__Tareas__.
1. Transcribe sin cambios el fragmento del texto sobre la educación que empieza con las palabras que contienen "La degeneración de" y termina con "transmisión del saber)".
2. Enumera todo lo que, según el texto sobre la educación, destierra la tradición que ha calado en la escuela actual.
3. Según el texto sobre la educación, ¿en las ideas pedagógicas de quién hunde sus raíces el modelo educativo que prima hoy en casi todo Occidente?

__Documento__.
++++++++++

La degeneración de la educación, a causa de las pedagogías progresistas, es una amenaza vital para la propia civilización occidental, según la autora
Avance
El abandono de la transmisión de saberes como eje esencial de la escuela está llevando a la desaparición de esta como institución fundamental de los países occidentales. Y esa desaparición, impulsada y dirigida por las fuerzas políticas que se llaman del socialismo del siglo XXI, va a llevar consigo la desaparición de la propia civilización occidental. Tal es la negra conclusión de este trabajo (El suicidio de Occidente. La renuncia a la transmisión del saber)
Antes de llegar a ella, explica que el modelo educativo que prima hoy en casi todo Occidente hunde sus raíces en las ideas pedagógicas de Rousseau, quien, a través de una educación sin autoridad ni disciplina, quería formar al hombre nuevo capaz de entregar su voluntad a la voluntad general, es decir, al Estado.
Esas ideas triunfaron en Estados Unidos con el Movimiento de la Educación Progresista de John Dewey y, sobre todo, en Europa tras Mayo del 68. En cuanto a España, la filosofía educativa de la Institución Libre de Enseñanza fue aceptada tanto por liberales como por socialistas. En la escuela actual ha calado esa tradición que destierra el uso de la memoria, la disciplina, los exámenes y los contenidos impuestos desde fuera, y según la cual el niño debe aprender por sí mismo solo aquello que vaya despertando su interés. A la autora, las teorías pedagógicas progresistas, que se han extendido por el mundo occidental, le parecen alejadas del sentido común.

++++++++++

__Datos extraídos__.
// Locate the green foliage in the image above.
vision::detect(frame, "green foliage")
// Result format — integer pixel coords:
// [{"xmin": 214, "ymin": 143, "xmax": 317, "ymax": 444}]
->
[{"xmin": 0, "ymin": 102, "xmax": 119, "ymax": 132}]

++++++++++

__Respuestas__.
1.
La degeneración de la educación, a causa de las pedagogías progresistas, es una amenaza vital para la propia civilización occidental, según la autora
Avance
El abandono de la transmisión de saberes como eje esencial de la escuela está llevando a la desaparición de esta como institución fundamental de los países occidentales. Y esa desaparición, impulsada y dirigida por las fuerzas políticas que se llaman del socialismo del siglo XXI, va a llevar consigo la desaparición de la propia civilización occidental. Tal es la negra conclusión de este trabajo (El suicidio de Occidente. La renuncia a la transmisión del saber)

2. El uso de la memoria, la disciplina, los exámenes y los contenidos impuestos desde fuera.

3. En las ideas pedagógicas de Rousseau.